[Object point labels]
>>>>>
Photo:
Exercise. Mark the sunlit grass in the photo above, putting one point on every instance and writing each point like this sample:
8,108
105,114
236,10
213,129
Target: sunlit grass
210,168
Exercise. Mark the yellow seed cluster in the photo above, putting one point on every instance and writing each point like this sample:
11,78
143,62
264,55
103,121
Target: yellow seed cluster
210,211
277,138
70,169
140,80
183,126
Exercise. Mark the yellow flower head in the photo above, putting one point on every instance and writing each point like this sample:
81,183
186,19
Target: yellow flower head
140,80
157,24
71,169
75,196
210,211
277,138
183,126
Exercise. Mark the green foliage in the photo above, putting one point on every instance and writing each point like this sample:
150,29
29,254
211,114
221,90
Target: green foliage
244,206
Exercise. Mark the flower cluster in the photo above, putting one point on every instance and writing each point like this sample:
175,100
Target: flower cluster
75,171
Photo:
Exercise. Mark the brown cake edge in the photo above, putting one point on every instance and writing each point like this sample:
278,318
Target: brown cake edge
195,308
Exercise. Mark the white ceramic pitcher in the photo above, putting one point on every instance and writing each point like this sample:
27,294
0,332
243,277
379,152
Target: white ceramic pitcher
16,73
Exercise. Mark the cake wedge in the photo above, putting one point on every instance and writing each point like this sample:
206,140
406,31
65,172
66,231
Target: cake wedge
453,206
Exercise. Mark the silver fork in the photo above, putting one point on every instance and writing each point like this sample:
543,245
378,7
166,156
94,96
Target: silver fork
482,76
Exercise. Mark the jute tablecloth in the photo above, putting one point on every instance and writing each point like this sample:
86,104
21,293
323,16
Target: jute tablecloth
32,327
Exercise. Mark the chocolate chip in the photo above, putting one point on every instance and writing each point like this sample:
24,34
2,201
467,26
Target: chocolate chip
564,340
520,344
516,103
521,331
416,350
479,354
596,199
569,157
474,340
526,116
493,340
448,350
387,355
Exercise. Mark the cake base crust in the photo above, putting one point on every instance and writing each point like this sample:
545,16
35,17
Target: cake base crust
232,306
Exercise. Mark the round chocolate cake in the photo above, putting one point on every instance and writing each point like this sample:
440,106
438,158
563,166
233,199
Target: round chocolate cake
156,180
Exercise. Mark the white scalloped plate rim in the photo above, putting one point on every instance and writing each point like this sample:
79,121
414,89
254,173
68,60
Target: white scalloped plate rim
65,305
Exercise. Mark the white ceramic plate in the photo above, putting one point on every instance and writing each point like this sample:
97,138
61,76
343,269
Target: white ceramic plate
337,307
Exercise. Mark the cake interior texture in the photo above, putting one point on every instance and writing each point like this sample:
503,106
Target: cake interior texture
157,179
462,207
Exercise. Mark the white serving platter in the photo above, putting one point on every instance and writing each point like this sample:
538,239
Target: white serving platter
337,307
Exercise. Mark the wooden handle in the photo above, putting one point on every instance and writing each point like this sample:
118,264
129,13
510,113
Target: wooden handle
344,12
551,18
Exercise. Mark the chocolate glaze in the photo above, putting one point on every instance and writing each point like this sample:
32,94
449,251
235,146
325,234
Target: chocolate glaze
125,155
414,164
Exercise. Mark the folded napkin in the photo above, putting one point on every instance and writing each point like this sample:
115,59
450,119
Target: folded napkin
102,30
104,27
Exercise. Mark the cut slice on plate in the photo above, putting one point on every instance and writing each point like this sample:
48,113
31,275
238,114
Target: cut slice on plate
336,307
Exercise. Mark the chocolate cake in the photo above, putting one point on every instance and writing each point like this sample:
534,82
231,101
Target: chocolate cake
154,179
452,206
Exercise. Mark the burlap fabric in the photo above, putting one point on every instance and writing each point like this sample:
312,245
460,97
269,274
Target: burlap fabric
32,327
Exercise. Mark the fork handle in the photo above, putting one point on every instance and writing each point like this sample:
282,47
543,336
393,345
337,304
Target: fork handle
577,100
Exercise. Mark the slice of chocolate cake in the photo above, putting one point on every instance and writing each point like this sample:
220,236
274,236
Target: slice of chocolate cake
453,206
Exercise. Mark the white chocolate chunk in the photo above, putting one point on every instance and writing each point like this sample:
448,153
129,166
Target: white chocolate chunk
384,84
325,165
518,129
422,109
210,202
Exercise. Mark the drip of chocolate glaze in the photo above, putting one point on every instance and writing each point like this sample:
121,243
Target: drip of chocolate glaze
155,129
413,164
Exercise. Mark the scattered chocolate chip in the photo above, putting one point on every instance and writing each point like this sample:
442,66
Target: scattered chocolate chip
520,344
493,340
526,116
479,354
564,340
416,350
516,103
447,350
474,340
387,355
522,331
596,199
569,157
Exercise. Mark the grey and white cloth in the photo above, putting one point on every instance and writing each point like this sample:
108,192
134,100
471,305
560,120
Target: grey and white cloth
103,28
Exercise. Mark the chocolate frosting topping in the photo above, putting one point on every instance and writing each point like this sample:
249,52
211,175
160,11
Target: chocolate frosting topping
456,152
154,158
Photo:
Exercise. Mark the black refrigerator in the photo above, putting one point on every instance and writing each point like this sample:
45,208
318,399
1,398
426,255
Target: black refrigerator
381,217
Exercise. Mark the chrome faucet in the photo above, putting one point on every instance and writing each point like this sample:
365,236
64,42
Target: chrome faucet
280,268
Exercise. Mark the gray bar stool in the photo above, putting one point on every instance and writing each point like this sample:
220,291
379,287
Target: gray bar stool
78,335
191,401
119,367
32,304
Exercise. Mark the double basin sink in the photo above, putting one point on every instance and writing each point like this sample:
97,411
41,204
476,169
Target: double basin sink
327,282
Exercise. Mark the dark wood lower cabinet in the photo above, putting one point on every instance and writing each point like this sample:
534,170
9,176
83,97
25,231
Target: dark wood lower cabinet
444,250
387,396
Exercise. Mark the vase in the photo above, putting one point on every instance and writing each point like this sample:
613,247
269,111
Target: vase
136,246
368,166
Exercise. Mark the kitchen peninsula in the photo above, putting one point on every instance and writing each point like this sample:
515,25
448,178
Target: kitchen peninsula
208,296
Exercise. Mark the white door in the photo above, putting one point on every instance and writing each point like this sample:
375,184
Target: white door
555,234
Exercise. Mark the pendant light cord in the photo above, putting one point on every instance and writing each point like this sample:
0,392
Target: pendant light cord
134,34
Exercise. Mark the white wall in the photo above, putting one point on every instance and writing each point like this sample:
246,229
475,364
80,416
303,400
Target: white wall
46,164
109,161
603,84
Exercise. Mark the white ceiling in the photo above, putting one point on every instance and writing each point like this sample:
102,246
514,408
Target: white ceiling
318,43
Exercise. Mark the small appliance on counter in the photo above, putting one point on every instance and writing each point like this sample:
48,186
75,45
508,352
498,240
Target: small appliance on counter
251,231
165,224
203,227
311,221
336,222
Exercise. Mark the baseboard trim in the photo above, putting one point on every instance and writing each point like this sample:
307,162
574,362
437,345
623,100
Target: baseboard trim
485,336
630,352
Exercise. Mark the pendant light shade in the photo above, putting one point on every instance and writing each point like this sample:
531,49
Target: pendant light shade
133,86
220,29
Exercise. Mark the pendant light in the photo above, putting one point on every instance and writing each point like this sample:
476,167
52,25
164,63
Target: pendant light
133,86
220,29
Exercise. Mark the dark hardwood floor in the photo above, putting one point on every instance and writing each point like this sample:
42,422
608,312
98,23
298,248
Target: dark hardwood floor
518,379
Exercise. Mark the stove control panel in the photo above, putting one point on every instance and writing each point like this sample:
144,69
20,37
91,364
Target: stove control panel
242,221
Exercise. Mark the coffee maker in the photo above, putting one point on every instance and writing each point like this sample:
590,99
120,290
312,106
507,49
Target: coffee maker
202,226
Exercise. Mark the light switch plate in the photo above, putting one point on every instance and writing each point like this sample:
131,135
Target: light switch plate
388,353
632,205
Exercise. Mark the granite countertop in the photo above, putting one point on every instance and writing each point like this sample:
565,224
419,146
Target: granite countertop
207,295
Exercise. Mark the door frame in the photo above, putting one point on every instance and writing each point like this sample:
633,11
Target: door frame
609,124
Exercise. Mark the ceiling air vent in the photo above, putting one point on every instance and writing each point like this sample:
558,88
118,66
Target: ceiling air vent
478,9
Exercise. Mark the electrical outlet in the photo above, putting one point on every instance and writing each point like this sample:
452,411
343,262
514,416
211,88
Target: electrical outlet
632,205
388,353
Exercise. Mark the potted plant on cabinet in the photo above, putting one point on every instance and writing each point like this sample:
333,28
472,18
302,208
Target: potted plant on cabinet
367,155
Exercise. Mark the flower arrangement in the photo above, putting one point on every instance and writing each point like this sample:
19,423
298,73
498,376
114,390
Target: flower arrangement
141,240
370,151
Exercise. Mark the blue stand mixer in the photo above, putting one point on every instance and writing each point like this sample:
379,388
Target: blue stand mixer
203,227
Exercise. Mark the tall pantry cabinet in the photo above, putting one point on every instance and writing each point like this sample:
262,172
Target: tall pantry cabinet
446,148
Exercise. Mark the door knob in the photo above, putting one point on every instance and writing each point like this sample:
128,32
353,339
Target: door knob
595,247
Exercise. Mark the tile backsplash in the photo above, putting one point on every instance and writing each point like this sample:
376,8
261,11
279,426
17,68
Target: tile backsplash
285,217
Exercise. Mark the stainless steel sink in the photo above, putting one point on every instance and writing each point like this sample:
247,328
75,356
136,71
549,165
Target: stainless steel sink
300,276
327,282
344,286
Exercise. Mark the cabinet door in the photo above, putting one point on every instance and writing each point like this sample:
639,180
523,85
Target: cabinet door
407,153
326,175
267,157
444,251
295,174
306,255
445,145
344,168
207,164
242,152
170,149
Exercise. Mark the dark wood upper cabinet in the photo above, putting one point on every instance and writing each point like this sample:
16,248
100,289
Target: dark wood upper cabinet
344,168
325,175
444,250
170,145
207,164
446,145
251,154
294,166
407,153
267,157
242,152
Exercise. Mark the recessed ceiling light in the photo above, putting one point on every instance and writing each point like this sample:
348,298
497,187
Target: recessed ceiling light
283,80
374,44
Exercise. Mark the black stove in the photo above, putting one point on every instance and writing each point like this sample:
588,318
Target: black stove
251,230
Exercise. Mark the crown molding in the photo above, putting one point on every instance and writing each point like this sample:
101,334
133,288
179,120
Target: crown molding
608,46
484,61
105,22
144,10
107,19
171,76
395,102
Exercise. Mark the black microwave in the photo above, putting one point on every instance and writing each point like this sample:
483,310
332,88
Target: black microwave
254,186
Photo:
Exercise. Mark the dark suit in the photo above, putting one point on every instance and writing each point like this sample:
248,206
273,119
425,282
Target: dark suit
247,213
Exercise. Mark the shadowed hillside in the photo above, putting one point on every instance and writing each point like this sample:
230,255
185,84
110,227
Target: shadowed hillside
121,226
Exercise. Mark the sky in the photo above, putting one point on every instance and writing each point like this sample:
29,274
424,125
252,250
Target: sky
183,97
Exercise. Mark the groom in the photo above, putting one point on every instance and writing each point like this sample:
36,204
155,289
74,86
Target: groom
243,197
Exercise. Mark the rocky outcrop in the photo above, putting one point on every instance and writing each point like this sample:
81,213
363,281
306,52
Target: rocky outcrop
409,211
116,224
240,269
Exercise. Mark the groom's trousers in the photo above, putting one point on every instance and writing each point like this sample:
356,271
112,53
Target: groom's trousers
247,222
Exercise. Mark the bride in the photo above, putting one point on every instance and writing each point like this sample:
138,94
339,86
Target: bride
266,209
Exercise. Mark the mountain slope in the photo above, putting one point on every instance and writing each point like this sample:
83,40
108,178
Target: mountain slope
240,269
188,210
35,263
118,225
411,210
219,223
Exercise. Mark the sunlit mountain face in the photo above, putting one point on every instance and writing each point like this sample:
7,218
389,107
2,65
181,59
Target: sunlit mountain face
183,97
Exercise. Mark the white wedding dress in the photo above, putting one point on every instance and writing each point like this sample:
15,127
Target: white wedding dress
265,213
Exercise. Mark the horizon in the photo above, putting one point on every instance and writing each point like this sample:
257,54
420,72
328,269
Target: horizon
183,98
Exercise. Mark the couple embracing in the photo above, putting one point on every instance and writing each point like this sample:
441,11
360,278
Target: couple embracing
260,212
<<<<<
GOAL —
Write out exactly the final stretch of the records: the line containing "Exercise. Mark the white wedding" and every line after it, through the last, and nothing else.

WRITTEN RESPONSE —
Exercise. Mark the white wedding dress in the photo above, putting one point on every instance and writing each point like this sample:
15,127
Target: white wedding dress
265,213
Exercise. Mark the horizon in the photo above, putting one point on every instance and writing each point like this sample:
257,54
420,72
328,269
Target: horizon
183,98
Exercise. Mark the couple embracing in the photo above, putting one point on every instance and writing each point like this sample:
441,11
360,278
Target: couple embracing
260,212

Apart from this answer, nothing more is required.